*TEXT UNDER STUDY*:

Skip to content

Task Abstraction

This page explains the definition of tasks as a unit of work and how the system executes them.

Task

A Task is a reusable and composable unit of work that is executed within the data plane. Applications define and invoke one or more Tasks to achieve their goals. A Task logically describes what should be done.

A task can be either a Unit Task, or a Composite Task. The former is a single atomic unit of work, while the latter is a composition of multiple Unit Tasks.

Examples

A Task can be:

  • a single inference of a neural network on GPUs (e.g., Text encoder, Vision encoder, Audio encoder, LLM, DiT, VAE decoder, Vocoder)
  • a composition of the above inference units (e.g., a Vision-Language model, a Thinker-Talker architecture model)

Concretely, MLLMTask is a composition of EncoderTask and LLMTask.

Properties

Recursive Composition

Tasks are recursively composed; a Task can be a single inference of a neural network on GPUs or a DAG of other Tasks that make up a larger chunk of coherent work.

Data Forwarding

The inputs and outputs to a Task are defined by the Task itself, and both are stored in the App Driver. However, intermediate data (particularly tensors) are forwarded to next Tasks within the data plane via the Sidecar. That is, when a Task is composed of multiple sub-Tasks, the output of one sub-Task is forwarded to the next sub-Task in the DAG.

Static Graph Given Task Input

The concrete execution DAG of a Task must be statically determined at the time of invocation by a request. That is, the DAG must be completely determined by the App Driver given the request to the app. In other words, there can not be any dynamic control flow that depends on unmaterialized intermediate data. For instance, the input to a Task may hold a field image_url: str | None, and whether the execution DAG includes the image encoder can be determined by inspecting whether the image_url field is None or not.

Specification

The core specification of a Task is by its execution DAG. Each node is a Task instance that has:

  • Task execution descriptor: Descriptor instance that describes how the Task is executed.
  • The invoke method: The method that executes the Task. Input and output are Pydantic models. The Python code in invoke puts together the Tasks invocation to implicitly define the execution DAG.

TaskExecutionDescriptor

A TaskExecutionDescriptor strategy class that describes how a Task is executed. Each concrete Task subclass is associated with one TaskExecutionDescriptor subclasses and takes an instance of the descriptor as an argument to its constructor.

*ENTRIES PROVIDED*:
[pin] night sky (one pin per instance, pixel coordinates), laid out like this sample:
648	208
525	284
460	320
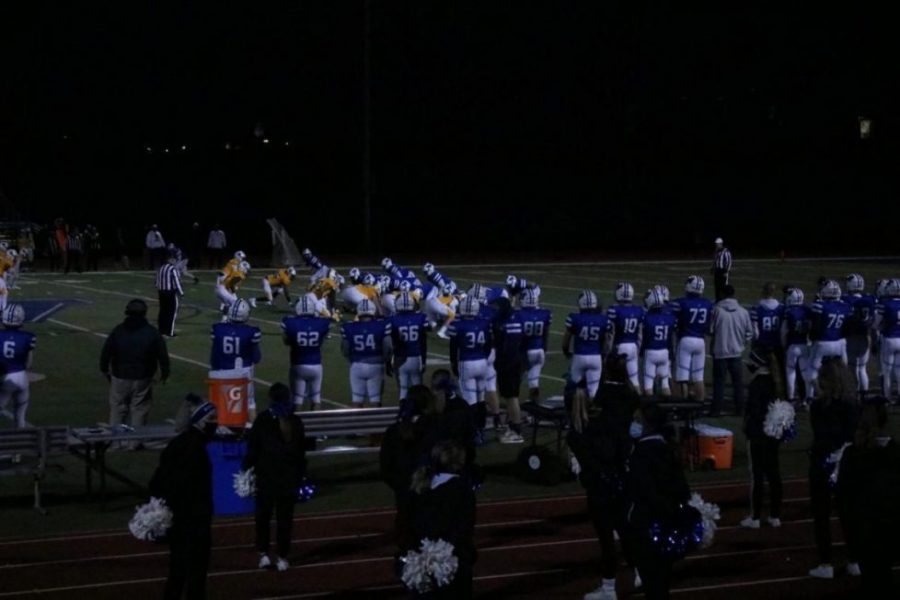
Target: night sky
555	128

==

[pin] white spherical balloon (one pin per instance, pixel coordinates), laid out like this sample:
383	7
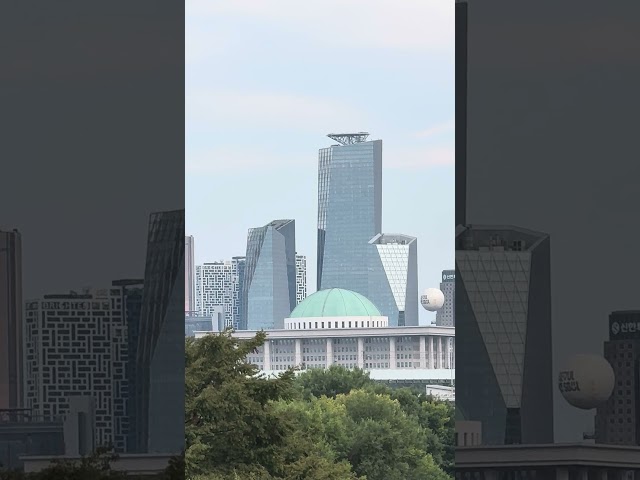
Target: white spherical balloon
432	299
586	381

*THE PROBLEM*:
Quote the task abstraction page word for word, the stretch from "Static Graph Given" through "the Task is executed.".

*REPLY TO THE TASK*:
Static Graph Given Task Input

The concrete execution DAG of a Task must be statically determined at the time of invocation by a request. That is, the DAG must be completely determined by the App Driver given the request to the app. In other words, there can not be any dynamic control flow that depends on unmaterialized intermediate data. For instance, the input to a Task may hold a field image_url: str | None, and whether the execution DAG includes the image encoder can be determined by inspecting whether the image_url field is None or not.

Specification

The core specification of a Task is by its execution DAG. Each node is a Task instance that has:

  • Task execution descriptor: Descriptor instance that describes how the Task is executed.